> _Records for this task_:
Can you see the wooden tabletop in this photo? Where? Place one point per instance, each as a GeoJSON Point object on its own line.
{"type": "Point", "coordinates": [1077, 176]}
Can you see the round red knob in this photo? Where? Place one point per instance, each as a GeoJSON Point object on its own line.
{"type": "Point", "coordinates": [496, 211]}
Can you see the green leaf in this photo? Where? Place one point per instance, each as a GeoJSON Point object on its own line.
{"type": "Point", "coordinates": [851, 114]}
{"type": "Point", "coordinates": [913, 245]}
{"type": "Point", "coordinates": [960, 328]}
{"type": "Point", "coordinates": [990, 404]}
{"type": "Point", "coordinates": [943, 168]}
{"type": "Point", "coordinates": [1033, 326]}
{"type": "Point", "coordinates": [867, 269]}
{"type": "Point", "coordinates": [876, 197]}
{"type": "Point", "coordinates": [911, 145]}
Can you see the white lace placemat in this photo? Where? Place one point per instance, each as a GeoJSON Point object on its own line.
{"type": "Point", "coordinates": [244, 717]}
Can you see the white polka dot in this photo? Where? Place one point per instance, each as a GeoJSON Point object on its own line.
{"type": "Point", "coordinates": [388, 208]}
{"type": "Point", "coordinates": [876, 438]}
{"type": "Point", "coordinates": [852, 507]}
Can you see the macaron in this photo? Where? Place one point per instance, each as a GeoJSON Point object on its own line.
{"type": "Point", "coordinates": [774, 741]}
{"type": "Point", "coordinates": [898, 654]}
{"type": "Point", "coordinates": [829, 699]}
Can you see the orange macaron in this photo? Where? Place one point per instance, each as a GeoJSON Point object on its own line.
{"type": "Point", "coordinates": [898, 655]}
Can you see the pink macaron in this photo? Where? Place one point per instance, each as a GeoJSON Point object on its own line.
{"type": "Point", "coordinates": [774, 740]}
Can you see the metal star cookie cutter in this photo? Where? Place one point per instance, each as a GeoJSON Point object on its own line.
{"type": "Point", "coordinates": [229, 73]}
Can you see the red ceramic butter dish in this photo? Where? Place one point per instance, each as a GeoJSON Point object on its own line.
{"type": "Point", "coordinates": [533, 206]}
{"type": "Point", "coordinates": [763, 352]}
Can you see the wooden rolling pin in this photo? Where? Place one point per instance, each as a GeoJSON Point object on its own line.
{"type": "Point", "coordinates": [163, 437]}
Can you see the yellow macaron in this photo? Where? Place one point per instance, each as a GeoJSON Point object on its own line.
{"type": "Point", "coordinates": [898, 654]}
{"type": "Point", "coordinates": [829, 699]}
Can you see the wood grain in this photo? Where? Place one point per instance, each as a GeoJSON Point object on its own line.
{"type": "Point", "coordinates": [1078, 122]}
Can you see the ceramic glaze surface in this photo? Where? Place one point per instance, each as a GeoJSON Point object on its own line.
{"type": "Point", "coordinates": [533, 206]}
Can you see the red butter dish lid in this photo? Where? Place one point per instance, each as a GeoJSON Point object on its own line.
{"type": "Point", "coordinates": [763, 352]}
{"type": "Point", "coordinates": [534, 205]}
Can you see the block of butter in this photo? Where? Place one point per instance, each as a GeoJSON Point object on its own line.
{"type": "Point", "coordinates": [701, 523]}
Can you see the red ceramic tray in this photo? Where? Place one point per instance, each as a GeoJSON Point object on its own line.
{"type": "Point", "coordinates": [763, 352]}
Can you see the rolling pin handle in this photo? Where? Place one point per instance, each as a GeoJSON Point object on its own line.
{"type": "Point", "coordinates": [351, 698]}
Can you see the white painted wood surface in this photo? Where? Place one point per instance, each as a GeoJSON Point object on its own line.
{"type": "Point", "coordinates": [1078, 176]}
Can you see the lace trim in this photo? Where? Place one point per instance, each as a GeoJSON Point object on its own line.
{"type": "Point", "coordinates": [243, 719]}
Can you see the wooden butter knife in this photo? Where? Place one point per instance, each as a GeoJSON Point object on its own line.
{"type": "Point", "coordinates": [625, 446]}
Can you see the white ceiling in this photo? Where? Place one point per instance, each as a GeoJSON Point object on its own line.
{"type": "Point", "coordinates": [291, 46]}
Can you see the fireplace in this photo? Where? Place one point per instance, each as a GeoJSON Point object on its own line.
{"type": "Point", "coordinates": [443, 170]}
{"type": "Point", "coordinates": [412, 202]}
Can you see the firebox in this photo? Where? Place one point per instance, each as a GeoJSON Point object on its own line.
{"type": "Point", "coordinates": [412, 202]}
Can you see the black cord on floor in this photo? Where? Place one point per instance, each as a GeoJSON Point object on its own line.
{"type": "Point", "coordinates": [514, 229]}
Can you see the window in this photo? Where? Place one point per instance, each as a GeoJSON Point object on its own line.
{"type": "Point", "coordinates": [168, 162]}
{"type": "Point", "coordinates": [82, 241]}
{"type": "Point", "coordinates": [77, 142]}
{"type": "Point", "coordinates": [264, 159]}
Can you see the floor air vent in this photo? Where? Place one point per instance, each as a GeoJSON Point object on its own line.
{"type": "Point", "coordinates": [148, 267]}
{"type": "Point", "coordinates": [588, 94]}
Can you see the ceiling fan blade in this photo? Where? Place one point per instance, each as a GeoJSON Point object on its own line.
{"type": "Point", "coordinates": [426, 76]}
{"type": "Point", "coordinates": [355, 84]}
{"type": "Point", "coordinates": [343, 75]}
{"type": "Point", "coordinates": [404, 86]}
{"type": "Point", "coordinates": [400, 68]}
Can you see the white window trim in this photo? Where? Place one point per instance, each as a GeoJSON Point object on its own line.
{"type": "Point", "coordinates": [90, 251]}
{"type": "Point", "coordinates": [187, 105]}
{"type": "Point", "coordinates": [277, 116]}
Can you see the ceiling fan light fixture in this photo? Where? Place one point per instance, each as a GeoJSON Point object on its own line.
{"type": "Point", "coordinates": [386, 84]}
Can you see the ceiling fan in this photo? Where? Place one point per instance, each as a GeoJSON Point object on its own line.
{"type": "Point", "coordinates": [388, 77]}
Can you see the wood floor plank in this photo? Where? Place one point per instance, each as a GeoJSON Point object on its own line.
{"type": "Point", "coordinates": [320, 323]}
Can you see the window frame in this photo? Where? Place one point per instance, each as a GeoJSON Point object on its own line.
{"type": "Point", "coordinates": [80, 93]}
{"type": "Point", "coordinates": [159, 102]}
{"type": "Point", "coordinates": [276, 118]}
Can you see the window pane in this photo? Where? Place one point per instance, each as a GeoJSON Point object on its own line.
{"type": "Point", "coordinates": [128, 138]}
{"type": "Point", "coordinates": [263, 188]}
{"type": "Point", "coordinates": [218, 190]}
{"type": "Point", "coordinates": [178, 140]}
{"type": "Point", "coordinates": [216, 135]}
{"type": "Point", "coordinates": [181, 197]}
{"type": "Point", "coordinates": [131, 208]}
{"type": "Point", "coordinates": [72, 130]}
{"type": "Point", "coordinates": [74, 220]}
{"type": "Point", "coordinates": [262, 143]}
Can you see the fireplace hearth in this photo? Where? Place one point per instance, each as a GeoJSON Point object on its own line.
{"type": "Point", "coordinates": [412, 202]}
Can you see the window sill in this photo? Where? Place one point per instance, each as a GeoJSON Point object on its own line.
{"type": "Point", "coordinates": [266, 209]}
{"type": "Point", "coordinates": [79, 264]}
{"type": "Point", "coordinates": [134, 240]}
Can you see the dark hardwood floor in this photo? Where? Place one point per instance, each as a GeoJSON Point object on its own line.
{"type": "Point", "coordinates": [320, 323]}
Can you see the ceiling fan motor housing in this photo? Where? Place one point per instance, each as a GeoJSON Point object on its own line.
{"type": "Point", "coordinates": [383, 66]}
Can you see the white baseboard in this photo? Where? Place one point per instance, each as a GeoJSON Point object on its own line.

> _What is being asked_: This exercise requires that all of the entries be repeated exactly.

> _Answer to this exercise_:
Can you see the wooden tabletop in this photo? Where? Place one point per instance, each as a GeoJSON Point object on its own line.
{"type": "Point", "coordinates": [1077, 176]}
Can you see the round red knob in this photo? Where? Place one point per instance, each as a GeoJSON Point object on its own line.
{"type": "Point", "coordinates": [496, 211]}
Can you see the green leaf in this photo? Where? Place one point per instance, each as a GeoJSON Point object on its own line.
{"type": "Point", "coordinates": [851, 114]}
{"type": "Point", "coordinates": [913, 245]}
{"type": "Point", "coordinates": [960, 328]}
{"type": "Point", "coordinates": [990, 404]}
{"type": "Point", "coordinates": [943, 168]}
{"type": "Point", "coordinates": [1033, 326]}
{"type": "Point", "coordinates": [867, 269]}
{"type": "Point", "coordinates": [876, 197]}
{"type": "Point", "coordinates": [911, 145]}
Can you see the white lace placemat in this photo? Where? Place one point per instance, each as a GeoJSON Point object on its own line.
{"type": "Point", "coordinates": [244, 717]}
Can you see the white polka dot in this photo? Where? Place one point per instance, each as a GeoJSON Point object on its own line.
{"type": "Point", "coordinates": [388, 208]}
{"type": "Point", "coordinates": [876, 438]}
{"type": "Point", "coordinates": [852, 507]}
Can you see the macaron in this photo? Where? Place one point per instance, each as a GeoJSON Point object on its own line.
{"type": "Point", "coordinates": [774, 741]}
{"type": "Point", "coordinates": [898, 654]}
{"type": "Point", "coordinates": [829, 699]}
Can you see the orange macaron in this photo? Where? Place one point per instance, each as a GeoJSON Point object on its own line.
{"type": "Point", "coordinates": [898, 655]}
Can you see the pink macaron in this photo? Where? Place one point per instance, each as a GeoJSON Point object on its own line.
{"type": "Point", "coordinates": [774, 740]}
Can you see the metal star cookie cutter in this photo? Where? Place one point per instance, each as a GeoJSON Point object on its own line.
{"type": "Point", "coordinates": [229, 73]}
Can you see the red ceramic butter dish in this photo? Where? Place one point per instance, each as a GeoJSON Point object on its own line.
{"type": "Point", "coordinates": [533, 206]}
{"type": "Point", "coordinates": [763, 352]}
Can you see the wooden rolling pin in this photo? Where? Place one point per instance, each as a GeoJSON Point object on its own line.
{"type": "Point", "coordinates": [163, 437]}
Can you see the yellow macaron in this photo? Where? Place one point per instance, each as a GeoJSON Point object on its own line.
{"type": "Point", "coordinates": [898, 654]}
{"type": "Point", "coordinates": [829, 699]}
Can you see the wood grain in this photo? Where? Place one point per instance, each as a GeoJSON Point object on its own line.
{"type": "Point", "coordinates": [1078, 122]}
Can you see the ceramic glaze surface in this photo? Where? Place one point per instance, each as a GeoJSON Point object on its own line.
{"type": "Point", "coordinates": [533, 206]}
Can you see the red butter dish lid in this photo? Where? Place one point per instance, each as a GeoJSON Point object on its own line.
{"type": "Point", "coordinates": [763, 352]}
{"type": "Point", "coordinates": [534, 205]}
Can you see the block of butter in this photo? Where? Place one point per instance, each as a GeoJSON Point object on its own line.
{"type": "Point", "coordinates": [701, 523]}
Can you see the red ceramic tray in this photo? Where? Place one point per instance, each as a GeoJSON Point object on its own line.
{"type": "Point", "coordinates": [763, 352]}
Can you see the rolling pin handle in this photo? Where? Place one point per instance, each as a GeoJSON Point object on its own line.
{"type": "Point", "coordinates": [351, 698]}
Can you see the white painted wood surface in this photo? Where? Place one point per instance, each as a GeoJSON Point object on its own line.
{"type": "Point", "coordinates": [1078, 176]}
Can you see the lace trim in this photo? Where? Place one point per instance, each as a GeoJSON Point object on its own line.
{"type": "Point", "coordinates": [243, 719]}
Can you see the wooden butter knife in this photo? Where? Place one point per instance, each as a GeoJSON Point object on its own line.
{"type": "Point", "coordinates": [625, 446]}
Can you see the white ceiling in this photo? Where? Place one point per instance, each as a GeoJSON Point object on its own line.
{"type": "Point", "coordinates": [291, 46]}
Can you see the fireplace in this photo? Where? Place one point per instance, each as a GeoJSON Point object on its own line.
{"type": "Point", "coordinates": [443, 170]}
{"type": "Point", "coordinates": [412, 202]}
Can you see the firebox in this photo? Where? Place one point per instance, each as a GeoJSON Point object on its own line.
{"type": "Point", "coordinates": [412, 202]}
Can you see the black cord on floor in this photo? Where? Place one point per instance, each as a GeoJSON Point object on its own line.
{"type": "Point", "coordinates": [514, 229]}
Can you see the window in this photo? Where? Place one point per instance, each as a GeoJSON Point object on its own line.
{"type": "Point", "coordinates": [168, 162]}
{"type": "Point", "coordinates": [82, 241]}
{"type": "Point", "coordinates": [77, 142]}
{"type": "Point", "coordinates": [264, 159]}
Can you see the floor air vent in this photo? Where? Place one point per instance, each as a GeoJSON Point object on its own line.
{"type": "Point", "coordinates": [148, 267]}
{"type": "Point", "coordinates": [588, 94]}
Can you see the ceiling fan blade in this photo? Where? Place one point per instance, each as a GeoJSON Point object on its own line.
{"type": "Point", "coordinates": [426, 76]}
{"type": "Point", "coordinates": [355, 84]}
{"type": "Point", "coordinates": [343, 75]}
{"type": "Point", "coordinates": [404, 86]}
{"type": "Point", "coordinates": [400, 68]}
Can you see the white window trim in this photo? Where? Place one point per instance, each as a GeoJSON Point object on its own line.
{"type": "Point", "coordinates": [90, 251]}
{"type": "Point", "coordinates": [187, 105]}
{"type": "Point", "coordinates": [277, 116]}
Can you see the ceiling fan light fixture in this photo? Where? Place one point per instance, each as a GeoJSON Point object on its own line.
{"type": "Point", "coordinates": [386, 84]}
Can you see the ceiling fan in this photo? Where? Place one point per instance, each as a GeoJSON Point object on its own line.
{"type": "Point", "coordinates": [388, 77]}
Can you see the wood floor plank in this photo? Where? Place one point per instance, each as a GeoJSON Point object on its own line.
{"type": "Point", "coordinates": [320, 323]}
Can you see the window frame in this photo? Where? Place one point per instance, each as a GeoJSON Point object on its own line.
{"type": "Point", "coordinates": [80, 93]}
{"type": "Point", "coordinates": [159, 102]}
{"type": "Point", "coordinates": [276, 118]}
Can you see the window pane in this photo? Where? Place one point per instance, each as a GeoJSON Point object on its own line.
{"type": "Point", "coordinates": [128, 138]}
{"type": "Point", "coordinates": [263, 188]}
{"type": "Point", "coordinates": [218, 190]}
{"type": "Point", "coordinates": [178, 140]}
{"type": "Point", "coordinates": [216, 135]}
{"type": "Point", "coordinates": [181, 197]}
{"type": "Point", "coordinates": [131, 208]}
{"type": "Point", "coordinates": [72, 130]}
{"type": "Point", "coordinates": [74, 220]}
{"type": "Point", "coordinates": [262, 143]}
Can you see the fireplace hearth in this photo? Where? Place one point per instance, each as a GeoJSON Point object on its own line.
{"type": "Point", "coordinates": [412, 202]}
Can you see the window sill in this photo? Where? Place one point per instance, each as a GeoJSON Point object on its own line.
{"type": "Point", "coordinates": [266, 209]}
{"type": "Point", "coordinates": [79, 264]}
{"type": "Point", "coordinates": [134, 240]}
Can you see the dark hardwood floor in this photo? Where? Place one point per instance, each as a GeoJSON Point object on its own line.
{"type": "Point", "coordinates": [320, 323]}
Can you see the ceiling fan motor housing in this photo? Where? Place one point per instance, each as a GeoJSON Point object on its own line.
{"type": "Point", "coordinates": [383, 66]}
Can you see the white baseboard in this photo? Where? Place one point per instance, each as a GeoJSON Point object on its own line.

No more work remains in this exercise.